> [Excerpt provided]
----------------------------------------
I was playing Modular Combat on Team Deathmatch mode on the dm_datacore map, playing as Resistance (Super Tank and Runner hybrid build). We have less numbers than the Apature and Combine teams; they were both taking turns curb stomping us while they weren't busy shooting at each other.

Then this random squeaker pipes up over voice; "Oh that fucking does it".

We had a rather weak collection of PvM styled builds (excluding myself - my builds are exclusively PvP/DM), and yet he took charge and ordered us all around; placing turrets here, a mag mine there, deploying our various minions around the perimeter. He tightly organized us, since... well, we were losing anyway, right? He turned that around. That smallish hall became lethal to enter. Anyone that dared to were ripped to pieces. Nothing could come close; cloakers were slain by the magmine and laser mines, tanks couldn't withstand the concentrated firepower more than a few seconds, teleporters were invariably forced to flee if not instantly murdered.

That squeaker turned the whole match around. We didn't win, naturally, but he managed to rally a loose group of soloists into a close-to-crack squad of defenders.
----------------------------------------
> [Records shown]

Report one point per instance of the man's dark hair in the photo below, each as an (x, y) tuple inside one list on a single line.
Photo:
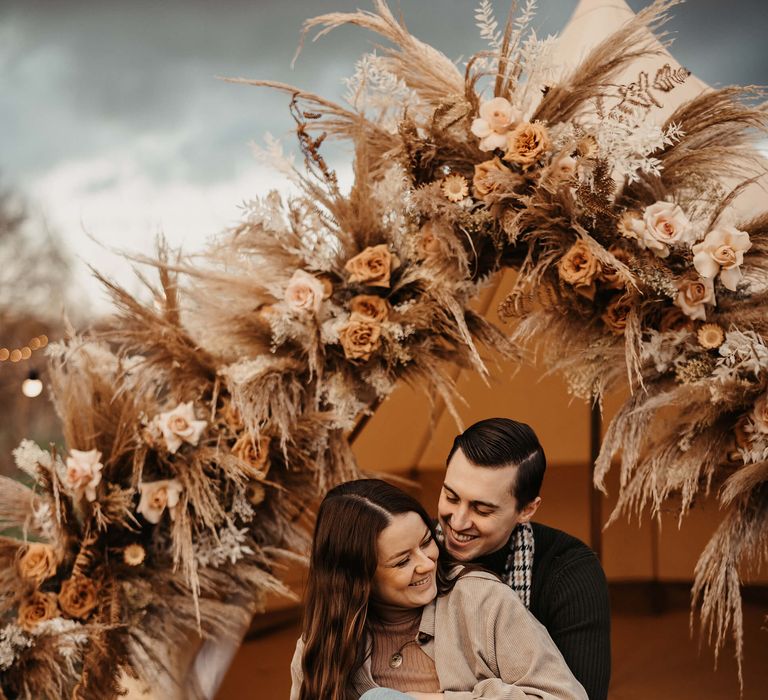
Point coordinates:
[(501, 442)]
----------------------------------------
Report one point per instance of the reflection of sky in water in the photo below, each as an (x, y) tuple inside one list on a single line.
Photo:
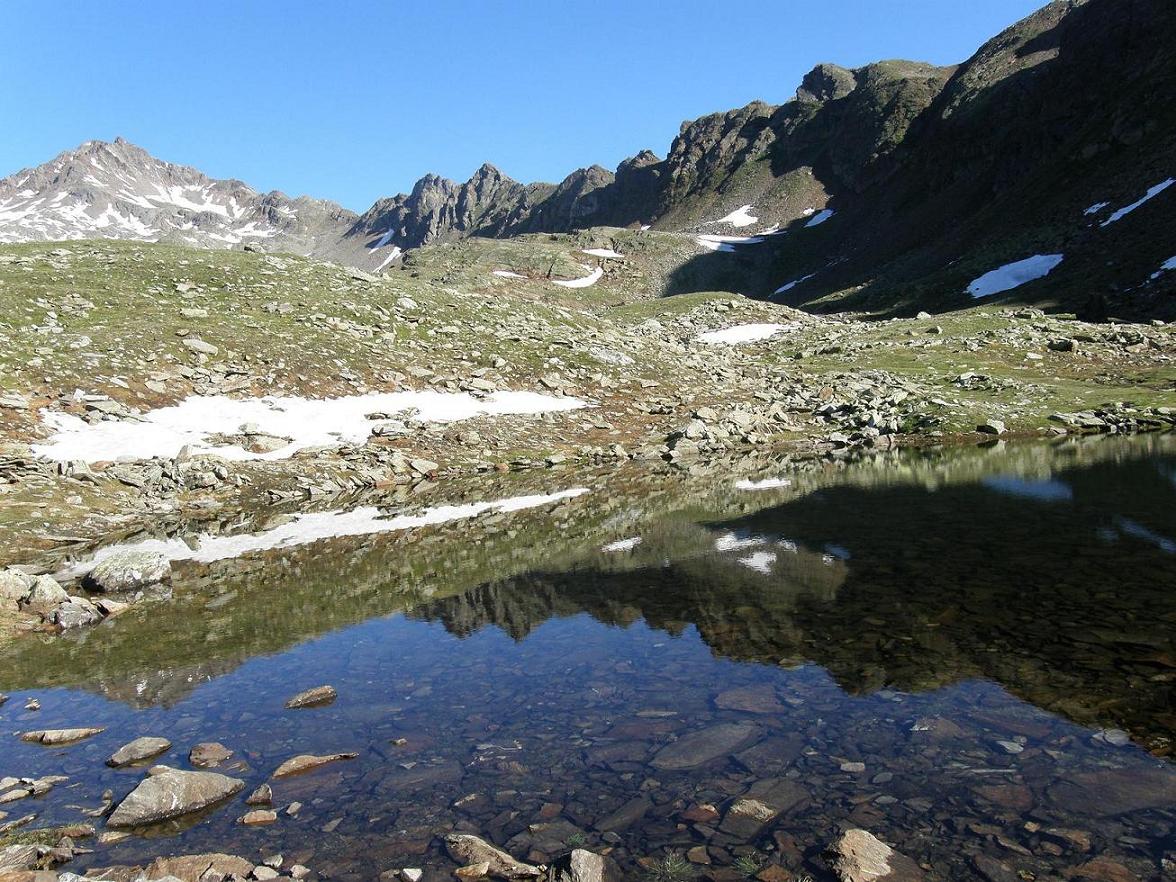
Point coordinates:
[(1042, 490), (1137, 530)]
----------------------------------------
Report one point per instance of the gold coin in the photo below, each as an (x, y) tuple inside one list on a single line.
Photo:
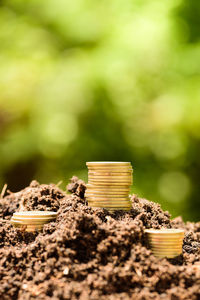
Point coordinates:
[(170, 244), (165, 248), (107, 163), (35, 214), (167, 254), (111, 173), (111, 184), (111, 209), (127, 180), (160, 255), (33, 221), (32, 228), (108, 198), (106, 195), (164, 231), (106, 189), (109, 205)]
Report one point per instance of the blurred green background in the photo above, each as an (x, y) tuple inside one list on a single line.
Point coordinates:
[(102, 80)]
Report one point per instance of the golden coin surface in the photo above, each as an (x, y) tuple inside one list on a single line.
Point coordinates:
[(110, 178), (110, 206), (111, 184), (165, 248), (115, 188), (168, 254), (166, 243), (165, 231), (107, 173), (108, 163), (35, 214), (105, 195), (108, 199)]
----------------------------------------
> [What you will do]
a. In the Modular Combat account, on which map was the Team Deathmatch match played?
b. Rewrite the paragraph of the Modular Combat account that begins "We had a rather weak collection" as a short bulleted list, keeping its main facts.

> [Answers given]
a. dm_datacore

b.
- The team had a weak set of PvM-style builds, except for the narrator, whose builds are exclusively PvP/DM.
- The squeaker took charge and ordered everyone around, having them place turrets and a mag mine and deploy their minions around the perimeter.
- His tight organization turned things around for a team that was losing anyway.
- The small hall became lethal to enter:
  - Cloakers were killed by the mag mine and laser mines.
  - Tanks could not survive the concentrated firepower for more than a few seconds.
  - Teleporters were always forced to flee if they were not killed instantly.